● **AIM OF THE TASK**
Would you give the records below again, exactly and completely?

----------

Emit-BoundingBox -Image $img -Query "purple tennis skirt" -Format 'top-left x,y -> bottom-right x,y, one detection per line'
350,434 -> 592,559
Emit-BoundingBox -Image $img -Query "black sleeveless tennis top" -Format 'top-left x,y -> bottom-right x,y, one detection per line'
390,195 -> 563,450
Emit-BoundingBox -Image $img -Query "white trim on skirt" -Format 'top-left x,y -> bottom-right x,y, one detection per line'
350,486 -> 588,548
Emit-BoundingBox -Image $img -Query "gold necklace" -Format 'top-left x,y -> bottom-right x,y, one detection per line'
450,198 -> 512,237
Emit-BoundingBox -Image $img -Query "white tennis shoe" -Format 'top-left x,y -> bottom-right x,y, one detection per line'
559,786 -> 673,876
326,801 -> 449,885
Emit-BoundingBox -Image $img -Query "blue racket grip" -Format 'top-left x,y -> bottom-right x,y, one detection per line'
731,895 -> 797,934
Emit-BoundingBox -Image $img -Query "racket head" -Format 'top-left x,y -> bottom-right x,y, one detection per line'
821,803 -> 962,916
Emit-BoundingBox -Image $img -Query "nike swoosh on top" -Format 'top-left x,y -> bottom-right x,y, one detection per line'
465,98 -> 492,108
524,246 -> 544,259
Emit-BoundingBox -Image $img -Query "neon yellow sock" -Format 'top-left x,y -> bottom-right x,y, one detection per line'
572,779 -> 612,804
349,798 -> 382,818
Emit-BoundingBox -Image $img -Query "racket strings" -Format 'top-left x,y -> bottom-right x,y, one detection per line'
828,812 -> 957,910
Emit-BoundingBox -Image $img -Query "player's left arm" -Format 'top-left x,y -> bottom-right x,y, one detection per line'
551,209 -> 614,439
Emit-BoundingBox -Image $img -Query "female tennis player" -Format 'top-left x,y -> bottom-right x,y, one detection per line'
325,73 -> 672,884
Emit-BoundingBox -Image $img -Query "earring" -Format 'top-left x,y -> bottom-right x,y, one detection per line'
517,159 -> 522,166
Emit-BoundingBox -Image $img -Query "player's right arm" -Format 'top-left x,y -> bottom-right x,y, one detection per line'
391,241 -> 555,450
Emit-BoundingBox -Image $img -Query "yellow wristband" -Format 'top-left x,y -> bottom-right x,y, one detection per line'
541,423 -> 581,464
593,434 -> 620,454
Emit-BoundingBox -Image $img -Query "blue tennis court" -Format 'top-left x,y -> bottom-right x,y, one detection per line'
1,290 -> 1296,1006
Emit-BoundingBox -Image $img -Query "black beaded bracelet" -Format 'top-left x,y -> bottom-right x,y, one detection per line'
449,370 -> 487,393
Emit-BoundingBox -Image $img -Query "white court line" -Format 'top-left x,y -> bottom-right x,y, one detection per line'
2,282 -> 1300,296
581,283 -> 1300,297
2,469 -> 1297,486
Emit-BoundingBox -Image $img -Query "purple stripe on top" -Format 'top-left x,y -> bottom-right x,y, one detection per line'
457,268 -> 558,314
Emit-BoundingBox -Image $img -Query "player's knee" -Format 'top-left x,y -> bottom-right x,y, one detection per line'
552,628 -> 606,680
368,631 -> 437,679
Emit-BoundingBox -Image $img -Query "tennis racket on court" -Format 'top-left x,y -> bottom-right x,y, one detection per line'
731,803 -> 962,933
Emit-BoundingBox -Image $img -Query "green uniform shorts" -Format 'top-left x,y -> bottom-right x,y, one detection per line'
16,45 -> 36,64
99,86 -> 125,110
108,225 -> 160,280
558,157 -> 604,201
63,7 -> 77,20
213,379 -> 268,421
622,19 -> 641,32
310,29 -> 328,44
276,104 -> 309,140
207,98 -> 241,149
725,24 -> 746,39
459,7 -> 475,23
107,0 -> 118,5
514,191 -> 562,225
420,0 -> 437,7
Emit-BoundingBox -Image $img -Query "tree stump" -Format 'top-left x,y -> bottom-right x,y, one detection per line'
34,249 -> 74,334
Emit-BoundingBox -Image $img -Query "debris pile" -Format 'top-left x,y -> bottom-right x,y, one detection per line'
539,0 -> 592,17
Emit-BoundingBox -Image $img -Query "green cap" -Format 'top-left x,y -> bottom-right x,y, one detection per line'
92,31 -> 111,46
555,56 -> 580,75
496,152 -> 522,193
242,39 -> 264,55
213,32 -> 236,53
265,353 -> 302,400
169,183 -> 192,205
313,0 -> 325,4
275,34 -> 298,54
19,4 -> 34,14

----------

● **WRITTEN REPLY**
Emit-BoundingBox -Image $img -Query "purple tennis skirt" -Format 'top-left x,y -> bottom-right x,y, one detection per line'
350,434 -> 592,559
Emit-BoundingBox -Image $img -Query "black sleeveless tennis top" -Format 'top-left x,y -> bottom-right x,y, one detection per line'
390,195 -> 563,450
Emit-BoundingBox -Image $img -Query "white trim on skirt" -Format 'top-left x,y -> bottom-right x,y, one detection per line'
350,486 -> 588,548
Emit-BoundingBox -Image $img -Query "gold necklace" -Format 'top-left x,y -> bottom-right x,y, one detection per line'
450,198 -> 512,237
Emit-BoundingBox -Image $img -Query "white tennis shoe" -Format 'top-left x,y -> bottom-right x,y, one detection per line'
559,786 -> 673,876
326,801 -> 449,885
Emit-BoundingBox -Image $img -Query "blue racket grip" -Format 'top-left x,y -> bottom-right x,y, one detection per line'
731,895 -> 797,934
Emit-BoundingBox -Image $img -Query "racket head" -Format 'top-left x,y -> bottom-right x,y, one detection per line'
821,803 -> 962,916
Emit-BoundingBox -Image $img -Query "nike swoosh on top" -Format 'top-left x,y -> bottom-right x,y, one detection per line'
465,98 -> 492,108
524,246 -> 544,259
Emit-BoundingBox -Image $img -Query "neon yellow sock" -Format 'top-left x,y -> bottom-right x,y, one detection per line'
572,779 -> 612,804
349,798 -> 382,818
Emit-BoundingBox -Image $img -Query "racket strings" -Format 'top-left x,y -> bottom-right x,y, one detection per line'
828,812 -> 957,910
Emit-BoundingBox -Image $img -Query "player's left arm" -Format 'top-left x,y -> bottom-right x,y, one detection per line'
551,209 -> 614,439
Emit-BoundingBox -Image $img -Query "female tennis player" -Format 'top-left x,y -> bottom-right x,y, one detection per line'
325,73 -> 672,884
Emit-BoundingBox -Image $img -Query "earring" -Format 'top-left x,y -> bottom-right x,y, one detection per line'
517,159 -> 522,166
Emit-BoundingBox -Image $img -Query "player's right arm" -Format 'top-left x,y -> bottom-right x,y, one detection per line'
391,241 -> 555,450
Emit-BoundingBox -Image $img -Query "yellow wristband" -Format 'top-left x,y -> bottom-right x,y, one detection per line'
541,423 -> 581,464
593,434 -> 620,454
Emit-BoundingBox -Image $img -Query "blue tennis court" -Format 'top-left x,y -> bottom-right x,y, one detection per line'
1,290 -> 1296,1006
Emit-BoundingBox -Image $img -Query "black beaded bracelet" -Format 'top-left x,y -> bottom-right x,y, one detection per line'
449,370 -> 487,393
Emit-BoundingBox -Image $img -Query "white court line" -Format 'top-left x,y -> bottom-right x,y, one detection per line'
2,282 -> 1300,296
581,283 -> 1300,297
2,469 -> 1297,486
Emit-BoundingBox -Image $img -Query "purple stripe on top" -Format 'top-left x,y -> bottom-right x,y, one detection per line'
457,268 -> 558,314
Emit-BoundingBox -Image $img -Query "player's knee" -Format 'top-left x,y -> bottom-right x,y, one detection per line'
552,628 -> 606,680
368,631 -> 437,679
Emit-BoundingBox -Image $img -Query "tennis racket on court" -Format 'top-left x,y -> bottom-right x,y, one detection per line'
731,803 -> 962,933
Emit-BoundingBox -Image $img -Query "green uniform shorts" -Format 'top-left x,y -> bottom-right x,y, one detection per line'
16,45 -> 36,64
99,86 -> 125,110
108,225 -> 160,280
558,157 -> 604,201
63,7 -> 77,20
213,379 -> 268,421
622,19 -> 641,32
310,29 -> 328,44
276,104 -> 309,140
207,98 -> 241,149
725,24 -> 746,39
459,7 -> 475,23
107,0 -> 118,5
514,191 -> 562,225
420,0 -> 437,7
Emit-BoundingBox -Image $img -Query "tree stump" -Format 'top-left x,y -> bottom-right x,y, one detection per line'
34,249 -> 74,334
Emit-BoundingBox -Image $img -Query "debris pile" -Format 'top-left x,y -> bottom-right x,y, one detection per line'
539,0 -> 592,17
Emit-BoundingBox -Image $img -Query "green cap" -Format 'top-left x,y -> bottom-right x,y, one detection per line'
92,31 -> 111,46
555,56 -> 580,75
496,152 -> 522,193
242,39 -> 264,55
213,32 -> 236,53
265,353 -> 302,400
169,183 -> 192,205
313,0 -> 325,4
275,34 -> 298,54
19,4 -> 34,14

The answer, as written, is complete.